▸ **WORK ORDER 1**: Summarize the excerpt about Jizo in two sentences.
▸ **WORK ORDER 2**: Transcribe the excerpt about Jizo from "Jizo figures are" to "banishes all fear.".
▸ **WORK ORDER 3**: Write the next part of the excerpt about Jizo, beginning after its final sentence.

Jizo figures are placed at crossroads in Japan to guide those who travel in both the spiritual and physical realms. Jizo has special significance to pregnant women and to those whose children have died. Jizo is usually portrayed as a child-monk, often carrying a pilgrim’s ringed staff which jingles to warn animals of his approach and prevent mutual harm. Jizo also carries the wish-fulfilling jewel of the Dharma whose light banishes all fear.

The occasion for this gift was the one-year anniversary of my nephew’s death. (It will be another decade entirely before I can write those two words—nephew and death—in sequence without an involuntary, huge, intake of breath.) Jizo rests on my meditation altar, alongside an old brass Buddah statue that my Christian missionary great-grandmother brought back from China around the turn of the last century (ironic! and true!); a picture of my mother taken by me with my first Brownie camera, circa 1975; a shark keychain my nephew Erik gave me after his Make-A-Wish Foundation trip to Hawai’i; and a small, well-worn piece of the Western or al-Buraq Wall that an old therapist gave me, from her year in Jerusalem.

▸ **SOURCE DATA**:
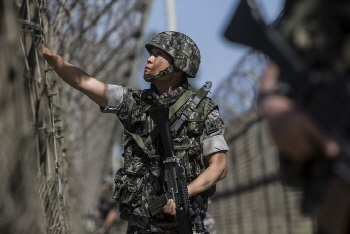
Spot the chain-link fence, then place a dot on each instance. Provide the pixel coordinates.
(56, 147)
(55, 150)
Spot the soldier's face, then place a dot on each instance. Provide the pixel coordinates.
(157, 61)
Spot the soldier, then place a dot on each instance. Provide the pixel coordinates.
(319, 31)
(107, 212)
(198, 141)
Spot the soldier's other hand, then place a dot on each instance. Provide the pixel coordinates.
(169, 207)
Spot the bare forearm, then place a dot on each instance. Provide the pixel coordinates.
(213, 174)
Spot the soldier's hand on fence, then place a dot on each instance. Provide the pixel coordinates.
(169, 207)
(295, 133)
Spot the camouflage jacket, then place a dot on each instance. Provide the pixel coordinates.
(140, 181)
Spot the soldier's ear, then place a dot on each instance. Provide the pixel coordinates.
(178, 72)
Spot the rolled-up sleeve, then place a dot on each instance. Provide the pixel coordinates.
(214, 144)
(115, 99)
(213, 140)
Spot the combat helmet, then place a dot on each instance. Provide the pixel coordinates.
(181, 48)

--

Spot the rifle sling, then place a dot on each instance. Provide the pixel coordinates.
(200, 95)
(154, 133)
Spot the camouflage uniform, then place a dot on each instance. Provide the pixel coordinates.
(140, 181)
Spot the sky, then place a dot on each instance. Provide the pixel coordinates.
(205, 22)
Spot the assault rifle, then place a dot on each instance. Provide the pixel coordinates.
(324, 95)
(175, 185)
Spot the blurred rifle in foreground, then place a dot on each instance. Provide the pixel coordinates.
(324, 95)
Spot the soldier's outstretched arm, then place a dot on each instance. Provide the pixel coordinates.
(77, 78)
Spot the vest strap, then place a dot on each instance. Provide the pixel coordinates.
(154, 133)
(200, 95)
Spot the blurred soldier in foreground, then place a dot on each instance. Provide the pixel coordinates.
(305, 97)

* * *

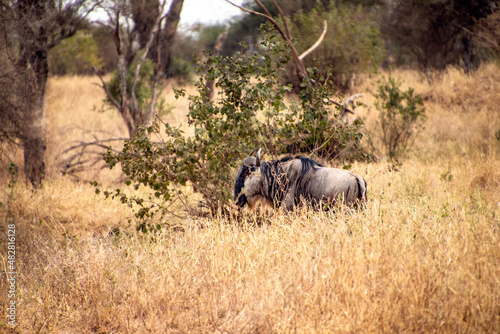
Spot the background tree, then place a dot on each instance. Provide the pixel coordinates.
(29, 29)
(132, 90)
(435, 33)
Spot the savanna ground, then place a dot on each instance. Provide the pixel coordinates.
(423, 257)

▸ **ANSWER SPACE 1**: Jizo figures are placed at crossroads in Japan to guide travelers in the spiritual and physical realms, have special significance for pregnant women and for those whose children have died, and usually depict a child-monk carrying a ringed staff and the wish-fulfilling jewel of the Dharma. The writer's Jizo was a gift marking the one-year anniversary of a nephew's death, and it rests on a meditation altar alongside an old brass statue, a photograph of the writer's mother, a shark keychain from the nephew, and a piece of the Western or al-Buraq Wall.

▸ **ANSWER SPACE 2**:
Jizo figures are placed at crossroads in Japan to guide those who travel in both the spiritual and physical realms. Jizo has special significance to pregnant women and to those whose children have died. Jizo is usually portrayed as a child-monk, often carrying a pilgrim’s ringed staff which jingles to warn animals of his approach and prevent mutual harm. Jizo also carries the wish-fulfilling jewel of the Dharma whose light banishes all fear.

▸ **ANSWER SPACE 3**:
The E-Z, on-the-ground access of my meditation altar means that the objects on it often find themselves relocated to other spots around the house by the Lil’ Monkey, a neat exersise for me in non-attachment.

The death of a loved one, in stark contrast, is a sprawling, untidy exersise in non-attachment. It possesses the gentleness of a swimming pool bully holding your head underwater while the lifeguard isn’t looking, keeping you down just long enough to rattle the living daylights out of you, but not enough to actually cause you to expire.

Am still working on both lessons, small and large, and expect to for the duration.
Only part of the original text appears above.